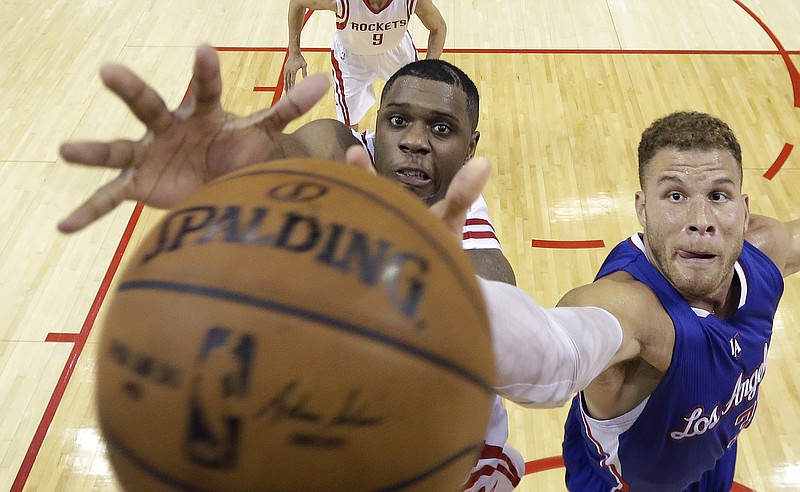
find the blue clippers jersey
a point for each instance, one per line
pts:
(683, 436)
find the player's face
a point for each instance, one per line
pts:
(694, 217)
(423, 135)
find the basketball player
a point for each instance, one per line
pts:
(695, 293)
(426, 131)
(371, 41)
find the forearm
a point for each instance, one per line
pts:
(436, 42)
(793, 261)
(491, 264)
(545, 355)
(296, 12)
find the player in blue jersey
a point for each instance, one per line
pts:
(695, 293)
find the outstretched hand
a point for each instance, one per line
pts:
(465, 188)
(184, 148)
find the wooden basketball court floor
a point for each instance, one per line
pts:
(566, 85)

[What needs to be done]:
Copy the listing above line for line without changing a word or number, and omit the pictures.

[The reply]:
find the blue clippers jersey
a point for each instance, one per line
pts:
(683, 436)
find the player's face
a point for each instance, one per line
pts:
(694, 217)
(423, 135)
find the basketball player
a point for each instance, one per line
pts:
(695, 293)
(426, 131)
(371, 41)
find the forearm
a point for each instance, one per line
pts:
(436, 42)
(793, 261)
(491, 264)
(545, 355)
(296, 12)
find the player in blue jersey
a point for each instance, one per line
pts:
(695, 293)
find the outstretched hand
a point for each instance, one per line
pts:
(465, 188)
(184, 148)
find the wooden basketball court floor
a point for each instance, one per line
pts:
(566, 85)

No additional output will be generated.